> Task
Write out the data below again, switching "photo" to "image" everywhere and keeping everything else the same. Leave the pictures out of your answer.

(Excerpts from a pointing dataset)
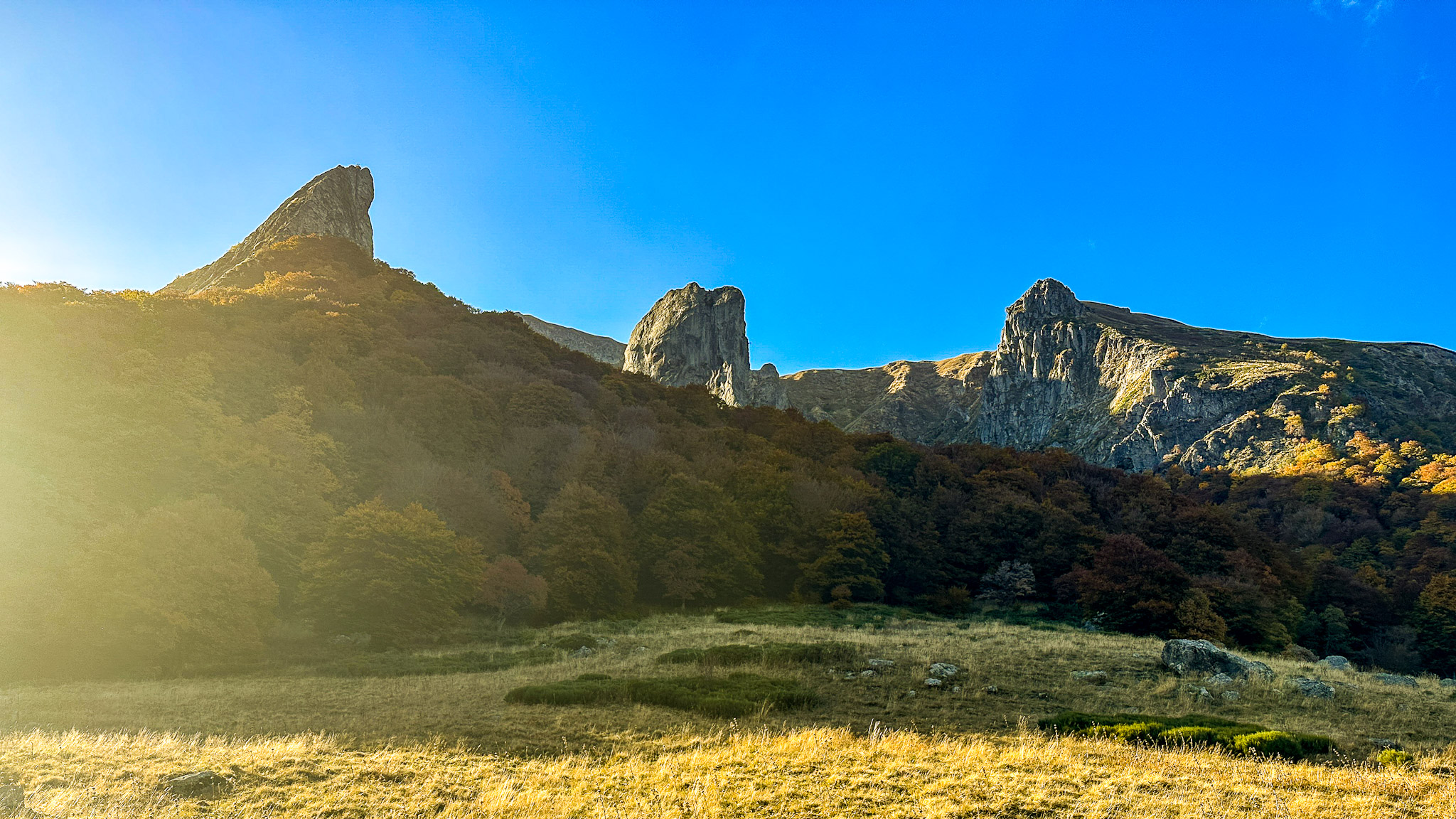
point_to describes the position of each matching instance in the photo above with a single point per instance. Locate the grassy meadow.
(304, 741)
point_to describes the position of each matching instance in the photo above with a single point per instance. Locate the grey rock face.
(334, 203)
(1200, 658)
(600, 347)
(695, 336)
(1314, 688)
(196, 784)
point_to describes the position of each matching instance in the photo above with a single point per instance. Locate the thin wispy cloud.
(1371, 11)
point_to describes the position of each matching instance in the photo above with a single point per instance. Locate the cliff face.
(695, 336)
(1145, 392)
(334, 203)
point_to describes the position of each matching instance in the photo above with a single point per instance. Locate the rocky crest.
(334, 203)
(1114, 387)
(695, 336)
(600, 347)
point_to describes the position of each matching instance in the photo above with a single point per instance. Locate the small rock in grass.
(1315, 688)
(196, 784)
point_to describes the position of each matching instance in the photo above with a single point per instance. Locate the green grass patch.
(429, 665)
(769, 655)
(733, 695)
(1193, 729)
(862, 616)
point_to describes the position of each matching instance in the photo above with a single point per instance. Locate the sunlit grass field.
(301, 744)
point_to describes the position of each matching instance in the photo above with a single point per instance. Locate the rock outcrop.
(1110, 385)
(695, 337)
(334, 203)
(1200, 658)
(600, 347)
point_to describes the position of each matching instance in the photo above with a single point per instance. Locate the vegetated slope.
(1110, 385)
(341, 445)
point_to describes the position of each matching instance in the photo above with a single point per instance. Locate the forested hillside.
(340, 449)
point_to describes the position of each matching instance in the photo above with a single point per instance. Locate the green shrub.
(860, 616)
(1139, 732)
(1190, 735)
(1193, 729)
(733, 695)
(771, 655)
(395, 663)
(1268, 744)
(572, 641)
(1392, 758)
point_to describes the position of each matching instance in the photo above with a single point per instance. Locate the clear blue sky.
(880, 178)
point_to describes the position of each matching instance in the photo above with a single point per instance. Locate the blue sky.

> Exercise result
point_to describes the position of each matching instance in the image above with a single point per instance. Locate the grassy meadow.
(304, 741)
point_to describes the position of each matching instance in the image above with a single point per instance. Locate the grey rock face.
(334, 203)
(1200, 658)
(600, 347)
(695, 336)
(1314, 688)
(196, 784)
point_to describes the position of each matching instance in the image above with a single point per instance. Locate the thin wispy cloud.
(1371, 11)
point_to describes the position of each matching instance in the image above with a single point per instance. Locate the cliff face.
(695, 336)
(1145, 392)
(334, 203)
point_to describes the position of each matching instance in the image above with a single point per instance. Locate the rocky crest.
(334, 203)
(1114, 387)
(695, 336)
(600, 347)
point_to describes the position of each matching instance in the image above with a single point per instance. Locate the small rock in grass.
(1315, 688)
(196, 784)
point_to describes the position of each matching instance in the image above with a single point per instance. Locate the green grass patch.
(429, 665)
(769, 655)
(733, 695)
(1193, 729)
(862, 616)
point_to describes the position of each matching instance in the image above with a single point per instance. Locate the sunlit grass field.
(301, 744)
point_to describes the position of each matching instance in the image above with a single point per instance. Locate the rock outcrop.
(1110, 385)
(695, 337)
(334, 203)
(1200, 658)
(600, 347)
point_to describes the position of each matching instance in the image above with a single point per instance. Locate the vegetated slope.
(1110, 385)
(341, 445)
point_to describes the position of each matching instance in the image above with a single point per instance. Locate the forested hillside.
(340, 449)
point_to describes the position of each matching instance in the image above with a single point per instance. Locate the green shrub.
(860, 616)
(1139, 732)
(1190, 735)
(1193, 729)
(733, 695)
(771, 655)
(395, 663)
(1268, 744)
(572, 641)
(1392, 758)
point_to describes the position of each matching instance in the image above with a single point per instance. Locate the clear blue sky.
(880, 178)
point_to describes the position of each matching instance in the image above with a single point per instance. Locate the blue sky.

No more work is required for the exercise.